REQUIREMENT
Your response should give back each record exactly, word for word.
[Opening PROVIDED MATERIAL section]
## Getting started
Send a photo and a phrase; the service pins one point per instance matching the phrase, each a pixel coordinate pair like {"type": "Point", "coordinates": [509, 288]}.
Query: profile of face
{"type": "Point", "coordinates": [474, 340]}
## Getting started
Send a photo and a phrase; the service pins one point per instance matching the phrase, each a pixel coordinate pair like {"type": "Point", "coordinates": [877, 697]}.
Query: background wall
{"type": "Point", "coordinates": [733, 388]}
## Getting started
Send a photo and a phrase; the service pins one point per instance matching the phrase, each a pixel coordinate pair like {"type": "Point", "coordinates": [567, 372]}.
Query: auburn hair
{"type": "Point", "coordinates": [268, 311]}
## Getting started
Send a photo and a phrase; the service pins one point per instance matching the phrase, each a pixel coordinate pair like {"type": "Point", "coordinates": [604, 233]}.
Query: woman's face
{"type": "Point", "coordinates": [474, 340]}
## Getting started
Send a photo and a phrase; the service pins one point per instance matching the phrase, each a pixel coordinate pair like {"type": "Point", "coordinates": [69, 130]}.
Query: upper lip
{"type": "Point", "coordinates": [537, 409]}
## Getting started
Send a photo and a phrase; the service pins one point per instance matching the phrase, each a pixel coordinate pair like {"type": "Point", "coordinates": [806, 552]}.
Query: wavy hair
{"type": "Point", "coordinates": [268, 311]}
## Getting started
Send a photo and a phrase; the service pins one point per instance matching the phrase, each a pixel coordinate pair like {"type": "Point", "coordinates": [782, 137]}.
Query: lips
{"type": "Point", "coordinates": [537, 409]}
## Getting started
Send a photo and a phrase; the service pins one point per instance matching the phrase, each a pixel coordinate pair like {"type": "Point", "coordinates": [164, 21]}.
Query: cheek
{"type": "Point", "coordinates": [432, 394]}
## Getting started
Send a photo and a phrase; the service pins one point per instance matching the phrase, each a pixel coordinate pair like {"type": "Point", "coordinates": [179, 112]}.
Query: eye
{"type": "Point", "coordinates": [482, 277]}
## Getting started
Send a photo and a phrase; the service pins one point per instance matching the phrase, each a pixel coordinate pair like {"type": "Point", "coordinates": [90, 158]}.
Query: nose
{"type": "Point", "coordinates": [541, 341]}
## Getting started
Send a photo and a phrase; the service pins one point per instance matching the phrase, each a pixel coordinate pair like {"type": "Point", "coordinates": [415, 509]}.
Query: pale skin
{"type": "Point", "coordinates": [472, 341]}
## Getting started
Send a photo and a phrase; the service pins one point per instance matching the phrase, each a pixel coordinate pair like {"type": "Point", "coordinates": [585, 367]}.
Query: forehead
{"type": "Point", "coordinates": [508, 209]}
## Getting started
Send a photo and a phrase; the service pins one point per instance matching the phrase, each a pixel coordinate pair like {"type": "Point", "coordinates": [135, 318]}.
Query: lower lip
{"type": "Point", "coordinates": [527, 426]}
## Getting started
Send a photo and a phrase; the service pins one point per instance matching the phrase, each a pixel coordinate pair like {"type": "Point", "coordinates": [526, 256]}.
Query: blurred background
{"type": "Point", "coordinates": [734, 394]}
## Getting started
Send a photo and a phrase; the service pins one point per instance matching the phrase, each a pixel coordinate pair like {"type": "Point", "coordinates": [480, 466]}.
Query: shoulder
[Closing PROVIDED MATERIAL section]
RESULT
## Getting started
Send a photo and a phrase; the service pins one point per instance matching the phrase, each a pixel coordinate pair like {"type": "Point", "coordinates": [509, 288]}.
Query: profile of face
{"type": "Point", "coordinates": [474, 340]}
## Getting started
Send a photo and a phrase; the service pins one point per instance matching the phrase, each a pixel coordinate pair like {"type": "Point", "coordinates": [877, 697]}.
Query: background wall
{"type": "Point", "coordinates": [733, 388]}
## Getting started
Send a photo and a phrase; the service pins one point per instance matching the phrase, each a pixel coordinate pair like {"type": "Point", "coordinates": [567, 372]}.
Query: auburn hair
{"type": "Point", "coordinates": [268, 311]}
## Getting started
Send a photo and a phrase; the service pins one point per instance matching the phrase, each a pixel coordinate pair like {"type": "Point", "coordinates": [604, 233]}.
Query: woman's face
{"type": "Point", "coordinates": [474, 340]}
## Getting started
Send a photo and a phrase; the service pins one point per instance matching the phrase, each a pixel coordinate pair like {"type": "Point", "coordinates": [69, 130]}.
Query: upper lip
{"type": "Point", "coordinates": [537, 409]}
## Getting started
Send a photo and a phrase; the service pins one point per instance matching the phrase, each a pixel coordinate pair like {"type": "Point", "coordinates": [806, 552]}.
Query: wavy hair
{"type": "Point", "coordinates": [268, 311]}
## Getting started
Send a photo and a phrase; the service pins one point per instance matching the phrase, each a pixel coordinate pair like {"type": "Point", "coordinates": [782, 137]}.
Query: lips
{"type": "Point", "coordinates": [537, 409]}
## Getting started
Send a photo and a phrase; the service pins one point per instance matching the phrase, each a pixel coordinate pair like {"type": "Point", "coordinates": [164, 21]}.
Query: cheek
{"type": "Point", "coordinates": [432, 394]}
## Getting started
Send a photo and a phrase; the service pins one point per instance matching the phrase, each a pixel coordinate pair like {"type": "Point", "coordinates": [179, 112]}.
Query: eye
{"type": "Point", "coordinates": [482, 277]}
## Getting started
Send a photo and a phrase; the service pins one point per instance matching the phrase, each a pixel coordinate pair like {"type": "Point", "coordinates": [90, 158]}.
Query: nose
{"type": "Point", "coordinates": [541, 341]}
## Getting started
Send a photo and a phrase; the service pins one point per instance matching the phrase, each a pixel coordinate pair like {"type": "Point", "coordinates": [415, 509]}.
Query: pale skin
{"type": "Point", "coordinates": [472, 341]}
## Getting started
Send a photo and a phrase; the service pins one point per instance matching the phrase, each a pixel coordinate pair like {"type": "Point", "coordinates": [585, 367]}.
Query: forehead
{"type": "Point", "coordinates": [508, 209]}
## Getting started
Send a photo and a phrase; the service pins one point per instance matching the phrase, each a pixel coordinate pair like {"type": "Point", "coordinates": [135, 318]}.
Query: lower lip
{"type": "Point", "coordinates": [527, 426]}
## Getting started
Send a photo and a phrase; the service pins one point per instance matching the phrase, each a pixel coordinate pair like {"type": "Point", "coordinates": [526, 256]}.
Query: blurred background
{"type": "Point", "coordinates": [734, 394]}
## Getting started
Send a photo and a phrase; the service pins one point per instance matching the phrase, each a pixel coordinate pair like {"type": "Point", "coordinates": [480, 466]}.
Query: shoulder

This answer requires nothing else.